[Opening Dataset records section]
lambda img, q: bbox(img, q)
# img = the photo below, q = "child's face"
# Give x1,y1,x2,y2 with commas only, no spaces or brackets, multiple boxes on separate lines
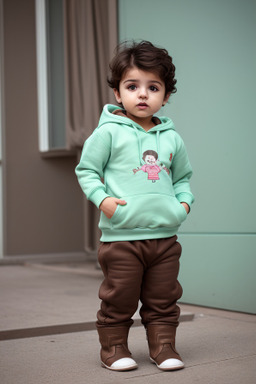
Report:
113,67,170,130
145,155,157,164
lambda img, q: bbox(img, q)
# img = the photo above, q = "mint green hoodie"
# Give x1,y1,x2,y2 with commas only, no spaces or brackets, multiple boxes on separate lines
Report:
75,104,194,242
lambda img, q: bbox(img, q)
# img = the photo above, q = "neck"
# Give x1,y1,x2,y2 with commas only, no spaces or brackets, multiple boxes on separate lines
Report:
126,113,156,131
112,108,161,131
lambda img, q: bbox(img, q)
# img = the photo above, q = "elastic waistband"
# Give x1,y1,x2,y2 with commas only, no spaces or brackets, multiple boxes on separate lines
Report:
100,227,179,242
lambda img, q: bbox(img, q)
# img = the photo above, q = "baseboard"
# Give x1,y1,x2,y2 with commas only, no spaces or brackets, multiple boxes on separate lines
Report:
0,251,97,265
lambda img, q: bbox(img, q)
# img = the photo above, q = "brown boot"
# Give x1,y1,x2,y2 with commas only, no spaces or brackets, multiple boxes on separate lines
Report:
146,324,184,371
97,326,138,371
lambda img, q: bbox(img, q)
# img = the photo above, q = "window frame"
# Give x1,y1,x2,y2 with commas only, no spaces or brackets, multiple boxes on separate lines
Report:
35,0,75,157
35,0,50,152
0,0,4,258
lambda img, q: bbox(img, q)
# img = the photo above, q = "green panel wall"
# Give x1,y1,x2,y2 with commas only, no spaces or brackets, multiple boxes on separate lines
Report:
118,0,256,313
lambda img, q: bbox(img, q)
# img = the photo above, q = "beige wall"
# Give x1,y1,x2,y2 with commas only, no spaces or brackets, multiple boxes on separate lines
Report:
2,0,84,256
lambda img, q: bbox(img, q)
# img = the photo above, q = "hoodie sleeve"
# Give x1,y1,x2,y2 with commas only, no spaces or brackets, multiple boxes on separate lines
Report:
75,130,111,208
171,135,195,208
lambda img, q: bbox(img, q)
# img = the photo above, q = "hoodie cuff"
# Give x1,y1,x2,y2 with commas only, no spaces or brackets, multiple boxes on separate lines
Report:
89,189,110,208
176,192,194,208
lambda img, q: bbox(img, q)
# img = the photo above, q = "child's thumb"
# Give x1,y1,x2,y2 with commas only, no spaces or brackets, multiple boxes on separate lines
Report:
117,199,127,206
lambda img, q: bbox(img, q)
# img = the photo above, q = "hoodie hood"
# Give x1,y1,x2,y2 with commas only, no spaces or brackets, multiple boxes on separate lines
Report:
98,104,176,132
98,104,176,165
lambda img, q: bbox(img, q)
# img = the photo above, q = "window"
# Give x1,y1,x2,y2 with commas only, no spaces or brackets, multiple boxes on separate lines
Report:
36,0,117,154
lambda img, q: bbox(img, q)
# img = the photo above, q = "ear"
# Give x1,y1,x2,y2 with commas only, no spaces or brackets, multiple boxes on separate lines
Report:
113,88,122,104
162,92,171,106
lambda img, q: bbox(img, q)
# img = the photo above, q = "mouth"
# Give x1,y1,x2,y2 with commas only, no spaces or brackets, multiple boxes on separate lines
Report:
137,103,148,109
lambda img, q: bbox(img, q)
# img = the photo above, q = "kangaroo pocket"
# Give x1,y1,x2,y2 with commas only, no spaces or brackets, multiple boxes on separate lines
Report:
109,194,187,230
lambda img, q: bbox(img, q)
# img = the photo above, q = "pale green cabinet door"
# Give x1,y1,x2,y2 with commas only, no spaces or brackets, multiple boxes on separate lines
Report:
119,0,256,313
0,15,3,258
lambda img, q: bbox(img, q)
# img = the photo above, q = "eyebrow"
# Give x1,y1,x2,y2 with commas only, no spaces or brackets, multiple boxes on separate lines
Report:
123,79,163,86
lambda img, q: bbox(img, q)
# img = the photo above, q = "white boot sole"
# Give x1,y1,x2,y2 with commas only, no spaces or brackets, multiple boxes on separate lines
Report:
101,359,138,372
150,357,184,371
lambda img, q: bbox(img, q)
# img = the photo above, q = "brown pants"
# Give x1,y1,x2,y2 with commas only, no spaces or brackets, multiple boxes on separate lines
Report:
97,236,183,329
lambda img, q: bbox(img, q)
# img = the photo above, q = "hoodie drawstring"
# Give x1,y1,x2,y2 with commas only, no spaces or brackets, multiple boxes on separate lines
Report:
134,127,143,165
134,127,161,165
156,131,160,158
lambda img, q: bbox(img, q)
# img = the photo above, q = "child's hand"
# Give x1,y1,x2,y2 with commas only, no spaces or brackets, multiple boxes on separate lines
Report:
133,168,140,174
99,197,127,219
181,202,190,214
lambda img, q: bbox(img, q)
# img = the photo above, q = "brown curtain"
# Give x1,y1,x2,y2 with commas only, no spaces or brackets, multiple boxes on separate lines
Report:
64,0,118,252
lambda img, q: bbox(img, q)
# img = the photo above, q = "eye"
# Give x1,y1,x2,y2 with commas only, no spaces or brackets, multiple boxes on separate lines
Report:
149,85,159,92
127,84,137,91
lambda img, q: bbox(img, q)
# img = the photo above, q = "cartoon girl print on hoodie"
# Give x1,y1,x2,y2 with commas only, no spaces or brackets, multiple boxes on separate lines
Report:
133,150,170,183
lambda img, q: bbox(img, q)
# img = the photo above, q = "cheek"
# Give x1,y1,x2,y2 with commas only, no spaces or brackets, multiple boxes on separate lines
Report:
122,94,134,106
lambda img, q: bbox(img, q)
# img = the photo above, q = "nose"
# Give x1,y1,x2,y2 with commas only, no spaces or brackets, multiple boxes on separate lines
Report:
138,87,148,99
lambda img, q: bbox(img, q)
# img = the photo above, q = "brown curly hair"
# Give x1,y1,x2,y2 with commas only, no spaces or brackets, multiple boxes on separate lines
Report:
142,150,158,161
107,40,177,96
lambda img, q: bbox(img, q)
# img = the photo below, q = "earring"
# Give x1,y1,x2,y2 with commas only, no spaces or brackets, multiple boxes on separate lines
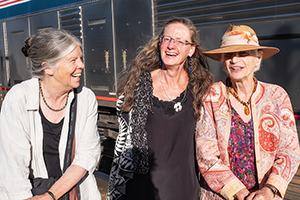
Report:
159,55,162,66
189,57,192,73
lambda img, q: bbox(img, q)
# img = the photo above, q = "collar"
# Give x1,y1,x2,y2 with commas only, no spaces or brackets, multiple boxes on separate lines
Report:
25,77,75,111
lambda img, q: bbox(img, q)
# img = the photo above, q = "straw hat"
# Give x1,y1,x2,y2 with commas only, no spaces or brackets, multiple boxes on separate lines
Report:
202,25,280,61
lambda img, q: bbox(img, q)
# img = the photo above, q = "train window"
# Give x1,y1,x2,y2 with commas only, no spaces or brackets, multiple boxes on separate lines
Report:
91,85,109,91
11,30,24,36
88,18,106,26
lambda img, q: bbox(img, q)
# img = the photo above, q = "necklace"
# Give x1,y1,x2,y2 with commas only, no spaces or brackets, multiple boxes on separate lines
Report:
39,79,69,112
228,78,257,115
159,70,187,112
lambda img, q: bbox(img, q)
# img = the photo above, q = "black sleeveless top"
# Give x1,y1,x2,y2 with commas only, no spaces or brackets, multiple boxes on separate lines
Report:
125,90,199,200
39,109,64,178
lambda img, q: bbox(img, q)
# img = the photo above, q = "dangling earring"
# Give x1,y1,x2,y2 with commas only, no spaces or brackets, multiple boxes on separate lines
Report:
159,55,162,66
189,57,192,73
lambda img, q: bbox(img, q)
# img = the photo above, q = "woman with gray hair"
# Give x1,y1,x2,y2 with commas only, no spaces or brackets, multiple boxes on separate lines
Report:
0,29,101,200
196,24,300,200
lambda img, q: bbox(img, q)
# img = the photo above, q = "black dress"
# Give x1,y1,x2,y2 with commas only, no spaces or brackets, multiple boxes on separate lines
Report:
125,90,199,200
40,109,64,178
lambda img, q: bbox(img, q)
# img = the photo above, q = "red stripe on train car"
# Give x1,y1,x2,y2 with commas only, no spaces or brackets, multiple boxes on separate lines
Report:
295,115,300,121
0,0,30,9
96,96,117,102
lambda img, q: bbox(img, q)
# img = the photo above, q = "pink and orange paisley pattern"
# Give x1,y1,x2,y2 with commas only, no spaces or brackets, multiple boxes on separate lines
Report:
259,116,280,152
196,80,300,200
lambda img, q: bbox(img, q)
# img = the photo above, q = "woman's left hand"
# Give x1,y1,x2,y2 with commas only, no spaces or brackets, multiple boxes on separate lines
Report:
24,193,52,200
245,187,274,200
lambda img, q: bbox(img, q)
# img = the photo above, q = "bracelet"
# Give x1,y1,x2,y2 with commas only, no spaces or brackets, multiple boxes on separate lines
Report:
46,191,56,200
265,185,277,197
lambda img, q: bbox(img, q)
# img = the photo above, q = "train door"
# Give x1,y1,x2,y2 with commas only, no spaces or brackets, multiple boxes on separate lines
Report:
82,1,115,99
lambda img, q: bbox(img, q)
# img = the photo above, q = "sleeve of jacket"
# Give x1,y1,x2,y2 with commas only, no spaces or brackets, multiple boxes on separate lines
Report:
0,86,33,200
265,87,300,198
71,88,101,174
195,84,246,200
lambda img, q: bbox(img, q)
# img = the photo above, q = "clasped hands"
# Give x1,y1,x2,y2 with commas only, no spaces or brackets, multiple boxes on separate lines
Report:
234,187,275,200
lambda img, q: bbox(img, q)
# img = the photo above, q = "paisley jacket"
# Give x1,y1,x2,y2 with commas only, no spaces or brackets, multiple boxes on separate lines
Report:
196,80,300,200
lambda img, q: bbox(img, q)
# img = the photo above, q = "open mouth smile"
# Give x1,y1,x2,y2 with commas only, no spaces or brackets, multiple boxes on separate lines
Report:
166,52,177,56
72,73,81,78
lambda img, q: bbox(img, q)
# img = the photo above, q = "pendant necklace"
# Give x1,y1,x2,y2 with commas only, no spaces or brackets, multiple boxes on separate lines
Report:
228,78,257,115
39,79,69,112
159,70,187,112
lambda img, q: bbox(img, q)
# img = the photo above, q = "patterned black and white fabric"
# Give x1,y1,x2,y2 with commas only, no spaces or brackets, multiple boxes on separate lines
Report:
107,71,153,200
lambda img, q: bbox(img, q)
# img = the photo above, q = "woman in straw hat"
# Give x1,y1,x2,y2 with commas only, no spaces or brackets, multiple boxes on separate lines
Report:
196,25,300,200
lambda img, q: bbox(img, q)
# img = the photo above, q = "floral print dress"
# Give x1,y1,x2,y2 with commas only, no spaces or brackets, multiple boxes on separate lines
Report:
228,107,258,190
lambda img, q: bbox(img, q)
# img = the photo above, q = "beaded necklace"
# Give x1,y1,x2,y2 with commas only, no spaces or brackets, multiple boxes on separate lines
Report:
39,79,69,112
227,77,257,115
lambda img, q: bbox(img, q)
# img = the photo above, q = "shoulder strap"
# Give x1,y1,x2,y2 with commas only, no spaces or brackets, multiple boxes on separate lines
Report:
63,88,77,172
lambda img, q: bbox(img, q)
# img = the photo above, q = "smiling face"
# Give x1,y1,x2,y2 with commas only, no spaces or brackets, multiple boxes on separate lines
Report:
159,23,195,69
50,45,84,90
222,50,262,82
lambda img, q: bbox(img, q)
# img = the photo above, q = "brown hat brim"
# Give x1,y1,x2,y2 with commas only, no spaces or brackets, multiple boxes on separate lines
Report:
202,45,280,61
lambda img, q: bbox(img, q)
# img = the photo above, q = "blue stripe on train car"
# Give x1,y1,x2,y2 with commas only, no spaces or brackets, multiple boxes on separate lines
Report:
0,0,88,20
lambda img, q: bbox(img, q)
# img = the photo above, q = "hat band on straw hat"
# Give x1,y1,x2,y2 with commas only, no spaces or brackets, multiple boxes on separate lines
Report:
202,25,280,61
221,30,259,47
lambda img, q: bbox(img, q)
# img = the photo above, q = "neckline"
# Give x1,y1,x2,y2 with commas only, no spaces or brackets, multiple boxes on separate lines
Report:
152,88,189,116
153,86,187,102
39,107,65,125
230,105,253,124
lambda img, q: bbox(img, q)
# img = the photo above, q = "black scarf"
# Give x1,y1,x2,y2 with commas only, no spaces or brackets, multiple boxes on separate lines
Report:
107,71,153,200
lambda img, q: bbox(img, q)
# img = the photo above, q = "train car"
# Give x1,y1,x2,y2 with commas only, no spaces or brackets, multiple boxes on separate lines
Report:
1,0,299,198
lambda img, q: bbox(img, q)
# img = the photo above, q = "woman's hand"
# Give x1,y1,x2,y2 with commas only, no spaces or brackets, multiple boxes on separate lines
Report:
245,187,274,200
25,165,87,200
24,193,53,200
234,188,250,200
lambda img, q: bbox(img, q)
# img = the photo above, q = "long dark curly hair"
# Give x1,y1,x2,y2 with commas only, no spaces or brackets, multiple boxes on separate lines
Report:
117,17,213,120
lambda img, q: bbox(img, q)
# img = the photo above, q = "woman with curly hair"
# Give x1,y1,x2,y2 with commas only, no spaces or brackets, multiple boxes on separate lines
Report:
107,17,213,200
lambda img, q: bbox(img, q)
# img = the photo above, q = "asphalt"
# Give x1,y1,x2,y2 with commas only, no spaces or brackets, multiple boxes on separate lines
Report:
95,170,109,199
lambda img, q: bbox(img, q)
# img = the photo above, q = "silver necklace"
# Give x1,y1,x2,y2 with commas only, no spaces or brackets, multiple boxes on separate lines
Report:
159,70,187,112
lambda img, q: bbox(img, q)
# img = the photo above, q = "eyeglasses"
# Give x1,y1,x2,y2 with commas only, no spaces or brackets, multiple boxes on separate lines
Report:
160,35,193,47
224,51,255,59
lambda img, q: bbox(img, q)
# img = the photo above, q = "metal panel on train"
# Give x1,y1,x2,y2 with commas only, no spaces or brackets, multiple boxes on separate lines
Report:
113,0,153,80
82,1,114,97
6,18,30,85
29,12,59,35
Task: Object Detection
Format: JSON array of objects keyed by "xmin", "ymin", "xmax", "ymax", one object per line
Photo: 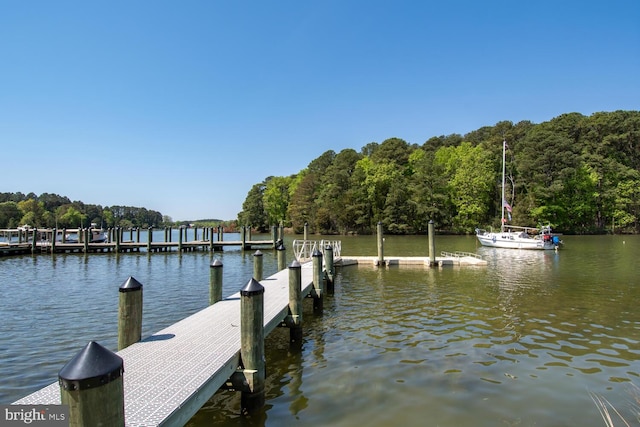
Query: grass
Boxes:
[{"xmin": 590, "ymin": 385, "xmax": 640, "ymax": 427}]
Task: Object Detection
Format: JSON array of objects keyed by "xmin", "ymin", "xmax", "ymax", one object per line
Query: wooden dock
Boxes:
[Closing Dataset records section]
Exercise:
Wherever a line contains the string "brown", copy that line from the data.

The completed task:
# img = the photo above, q = "brown boot"
# img = the photo above, q = "brown pants"
# img = the photo above, q = "brown curtain"
# img = the photo above, q = "brown curly hair"
# img = the photo above, q = "brown hat brim"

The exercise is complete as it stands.